▶ [Your task]
Copy out every line of the items below, requests included, and offset each box coordinate in the answers by -130. Leave all numbers outside the answers unchanged.

▶ [Data to process]
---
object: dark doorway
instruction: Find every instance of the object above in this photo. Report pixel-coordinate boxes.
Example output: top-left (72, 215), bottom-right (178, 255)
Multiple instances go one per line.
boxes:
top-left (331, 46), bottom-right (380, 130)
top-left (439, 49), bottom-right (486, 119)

▶ [Task solution]
---
object: dark doorway
instruction: Find every instance of the object above in this photo. Report pixel-coordinate boxes.
Example output: top-left (72, 215), bottom-right (178, 255)
Multiple instances go one per line.
boxes:
top-left (201, -84), bottom-right (250, 0)
top-left (309, -81), bottom-right (356, -11)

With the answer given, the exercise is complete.